Trad. : Gérard Eizenberg pour La Paix Maintenant


1/ Une opinion israélienne

Non, il ne compte pas
par Yossi Alpher

« La balle est dans le camp des Palestiniens. Celui qui doit jouer, c’est le le futur gouvernement Hamas. Et Abou Mazen (Mahmoud Abbas), dans ce contexte, ne compte pas ». Ainsi s’exprimait la semaine dernière Tzipi Livni, ministre des Affaaires étrangères. Elle a raison.

Certaines bonnes volontés, en Israël, en Palestine et dans le reste du monde, veulent faire de Mahmoud Abbas un personnage « qui compte ». Elles nous rappellent que les accords signés par Israël l’ont été avec l’OLP, pas avec l’Autorité palestinienne, et que le Hamas ne fait pas (encore) partie de l’OLP. Elles font remarquer qu’Abbas a l’intention de renforcer l’OLP vis-à-vis de l’Autorité palestinienne. Elles notent que le Hamas n’a pas recueilli la majorité des suffrages palestiniens et qu’en conséquence, Abbas représente toujours la majorité des Palestiniens. Ils font rermarquer aussi que la plupart des Palestiniens, y compris de nombreux électeurs du Hamas, continuent à soutenir des négociations immédiates avec Israël et une solution à deux Etats. « La victoire du Hamas ne doit pas être l’arbre qui cache la forêt », a déclaré la semaine dernière au New York Times Saeb Erekat, négociateur en chef des Palestiniens. « Le peuple palestinien veut une paix négociée, et en Mr Abbas, nous disposons d’un président de l’Autorité palestinienne et d’un président de l’OLP qui partage cette opinion, qui a le mandat pour agir et qui a la capacité de le faire.

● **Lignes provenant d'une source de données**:
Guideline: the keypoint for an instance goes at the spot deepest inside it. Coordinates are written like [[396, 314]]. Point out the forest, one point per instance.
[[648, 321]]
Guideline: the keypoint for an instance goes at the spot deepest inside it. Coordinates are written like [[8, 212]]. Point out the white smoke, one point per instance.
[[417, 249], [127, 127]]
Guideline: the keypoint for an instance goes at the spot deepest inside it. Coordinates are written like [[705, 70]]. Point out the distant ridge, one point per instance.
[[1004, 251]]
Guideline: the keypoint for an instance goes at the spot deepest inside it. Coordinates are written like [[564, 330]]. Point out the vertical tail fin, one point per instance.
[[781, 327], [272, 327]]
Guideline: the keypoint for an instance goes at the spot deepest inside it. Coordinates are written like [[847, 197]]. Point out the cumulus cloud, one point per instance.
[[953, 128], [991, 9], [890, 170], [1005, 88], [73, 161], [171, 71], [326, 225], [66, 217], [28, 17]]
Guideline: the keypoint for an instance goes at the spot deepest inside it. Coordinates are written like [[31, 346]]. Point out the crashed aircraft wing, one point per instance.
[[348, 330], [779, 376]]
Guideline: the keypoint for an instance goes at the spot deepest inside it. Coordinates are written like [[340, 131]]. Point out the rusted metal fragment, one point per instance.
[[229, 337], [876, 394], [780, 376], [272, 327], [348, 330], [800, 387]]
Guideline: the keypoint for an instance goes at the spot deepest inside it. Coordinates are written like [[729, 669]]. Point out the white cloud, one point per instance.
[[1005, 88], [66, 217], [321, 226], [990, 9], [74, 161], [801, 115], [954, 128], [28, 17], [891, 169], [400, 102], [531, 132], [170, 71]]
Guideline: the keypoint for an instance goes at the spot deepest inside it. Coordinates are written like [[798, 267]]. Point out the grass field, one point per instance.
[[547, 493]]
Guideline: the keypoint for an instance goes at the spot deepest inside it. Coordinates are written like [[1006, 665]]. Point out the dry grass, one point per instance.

● **À FAIRE**:
1 > Dans le document source, à quel journal Saeb Erekat a-t-il fait sa déclaration ?
2 > Modifie toutes les lignes de données en remplaçant « Point out » par « Locate », sans toucher au reste.

● **SOLUTIONS PAR TÂCHE**:
1 > Au New York Times.

2 >
Guideline: the keypoint for an instance goes at the spot deepest inside it. Coordinates are written like [[396, 314]]. Locate the forest, one point per instance.
[[648, 321]]
Guideline: the keypoint for an instance goes at the spot deepest inside it. Coordinates are written like [[8, 212]]. Locate the white smoke, one point per instance.
[[417, 249], [127, 127]]
Guideline: the keypoint for an instance goes at the spot deepest inside it. Coordinates are written like [[705, 70]]. Locate the distant ridge, one point per instance.
[[1004, 251]]
Guideline: the keypoint for an instance goes at the spot deepest inside it. Coordinates are written like [[564, 330]]. Locate the vertical tail fin, one point per instance.
[[781, 327], [272, 327]]
Guideline: the keypoint for an instance goes at the spot deepest inside it. Coordinates are written like [[847, 197]]. Locate the cumulus cloud, one point per instance.
[[953, 128], [991, 9], [890, 170], [1005, 88], [73, 161], [171, 71], [326, 225], [66, 217], [28, 17]]
Guideline: the keypoint for an instance goes at the spot deepest inside it. Coordinates are written like [[31, 346]]. Locate the crashed aircraft wing, one point per instance.
[[348, 330], [779, 376]]
Guideline: the keypoint for an instance goes at the spot deepest inside it. Coordinates are written like [[340, 131]]. Locate the rusted metal fragment, one point per instance.
[[229, 337], [876, 394], [780, 376], [272, 327], [348, 330], [800, 387]]
Guideline: the keypoint for an instance goes at the spot deepest inside it. Coordinates are written like [[729, 669]]. Locate the white cloud, one point per instance.
[[1005, 88], [66, 217], [321, 226], [990, 9], [74, 161], [801, 115], [954, 128], [28, 17], [891, 169], [400, 102], [531, 132], [170, 71]]
Guideline: the keypoint for an instance goes at the spot deepest inside it. Coordinates are written like [[798, 267]]. Locate the grass field, one point per instance.
[[547, 493]]
Guideline: the keypoint for an instance goes at the spot deepest inside it. Coordinates are written like [[1006, 665]]. Locate the dry grass, one point per instance.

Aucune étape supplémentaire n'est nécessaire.